Could you copy, word for word, only the lines from the one containing "Locate the green" through the last line of the records below, both included?

Record excerpts
::::

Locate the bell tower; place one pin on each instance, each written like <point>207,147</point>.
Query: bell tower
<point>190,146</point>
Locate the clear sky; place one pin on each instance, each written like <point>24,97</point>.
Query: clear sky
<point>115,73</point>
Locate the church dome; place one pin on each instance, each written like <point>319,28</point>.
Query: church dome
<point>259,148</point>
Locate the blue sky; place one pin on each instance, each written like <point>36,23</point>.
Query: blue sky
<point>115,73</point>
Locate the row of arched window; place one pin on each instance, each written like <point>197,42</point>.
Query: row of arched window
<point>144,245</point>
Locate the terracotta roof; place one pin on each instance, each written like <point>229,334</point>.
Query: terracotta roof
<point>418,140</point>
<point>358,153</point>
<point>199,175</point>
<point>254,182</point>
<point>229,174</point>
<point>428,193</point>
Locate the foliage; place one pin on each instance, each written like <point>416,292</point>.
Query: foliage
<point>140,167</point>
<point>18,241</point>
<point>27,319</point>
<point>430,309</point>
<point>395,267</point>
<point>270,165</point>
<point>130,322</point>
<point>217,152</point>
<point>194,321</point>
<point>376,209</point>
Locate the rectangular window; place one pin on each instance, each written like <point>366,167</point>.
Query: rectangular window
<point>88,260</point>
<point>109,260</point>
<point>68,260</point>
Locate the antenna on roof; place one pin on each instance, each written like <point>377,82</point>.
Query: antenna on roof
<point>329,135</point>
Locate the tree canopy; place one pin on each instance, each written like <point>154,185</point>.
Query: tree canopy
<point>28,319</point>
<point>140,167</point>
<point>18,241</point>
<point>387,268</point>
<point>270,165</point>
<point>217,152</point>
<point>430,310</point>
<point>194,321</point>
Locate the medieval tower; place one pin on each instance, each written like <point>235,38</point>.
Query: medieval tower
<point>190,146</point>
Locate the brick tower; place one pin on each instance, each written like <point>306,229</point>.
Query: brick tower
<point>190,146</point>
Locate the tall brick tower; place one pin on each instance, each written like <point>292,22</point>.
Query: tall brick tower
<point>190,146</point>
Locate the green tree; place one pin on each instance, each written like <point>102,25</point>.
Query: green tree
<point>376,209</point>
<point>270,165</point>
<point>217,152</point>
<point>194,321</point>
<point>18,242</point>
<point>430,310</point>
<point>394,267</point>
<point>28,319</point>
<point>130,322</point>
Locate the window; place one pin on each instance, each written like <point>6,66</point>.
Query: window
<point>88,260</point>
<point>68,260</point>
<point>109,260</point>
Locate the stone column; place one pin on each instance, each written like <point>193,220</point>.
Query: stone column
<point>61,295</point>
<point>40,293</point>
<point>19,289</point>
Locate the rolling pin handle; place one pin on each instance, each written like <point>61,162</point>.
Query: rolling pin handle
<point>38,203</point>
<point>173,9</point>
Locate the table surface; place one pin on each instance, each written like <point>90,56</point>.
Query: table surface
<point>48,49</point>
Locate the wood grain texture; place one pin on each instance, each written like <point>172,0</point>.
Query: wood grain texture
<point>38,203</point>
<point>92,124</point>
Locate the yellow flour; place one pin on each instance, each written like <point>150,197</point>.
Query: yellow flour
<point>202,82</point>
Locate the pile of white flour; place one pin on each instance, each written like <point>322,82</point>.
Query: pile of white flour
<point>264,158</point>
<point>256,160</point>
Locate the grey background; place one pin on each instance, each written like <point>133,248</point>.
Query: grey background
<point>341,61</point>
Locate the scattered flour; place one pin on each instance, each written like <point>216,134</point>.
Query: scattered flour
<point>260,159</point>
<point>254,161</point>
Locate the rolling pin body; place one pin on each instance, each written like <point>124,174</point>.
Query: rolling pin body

::::

Final result
Locate the green tree; place one pin on each instance, each written like <point>102,25</point>.
Query: green tree
<point>376,209</point>
<point>270,165</point>
<point>217,152</point>
<point>194,321</point>
<point>18,242</point>
<point>430,310</point>
<point>394,267</point>
<point>28,319</point>
<point>130,322</point>
Locate the window; place one pin on each instance, each written like <point>6,66</point>.
Query: window
<point>88,260</point>
<point>68,260</point>
<point>109,260</point>
Locate the stone column; place one pin on each instance, each written like <point>193,220</point>.
Query: stone column
<point>61,295</point>
<point>40,293</point>
<point>19,289</point>
Locate the rolling pin handle; place one pin on each instance, each written like <point>61,162</point>.
Query: rolling pin handle
<point>38,203</point>
<point>173,9</point>
Locate the table surface; place one pin on each instance, each written like <point>90,56</point>.
Query: table surface
<point>48,49</point>
Locate the wood grain texture; place one pin on each instance, each written like <point>172,0</point>.
Query: wood grain texture
<point>38,203</point>
<point>92,124</point>
Locate the yellow flour; place one pin on each instance, each written like <point>150,197</point>.
Query: yellow flour
<point>202,82</point>
Locate the pile of white flour; place one pin on each instance, each written like <point>322,82</point>.
Query: pile of white flour
<point>264,158</point>
<point>256,160</point>
Locate the grey background; place one pin on each instance, each written like <point>133,248</point>.
Query: grey background
<point>341,61</point>
Locate the scattered flour; place one pin on each instance, each written like <point>216,134</point>.
Query: scattered flour
<point>260,159</point>
<point>254,161</point>
Locate the rolling pin body; place one pin on each instance, each written like <point>124,174</point>.
Query: rolling pin body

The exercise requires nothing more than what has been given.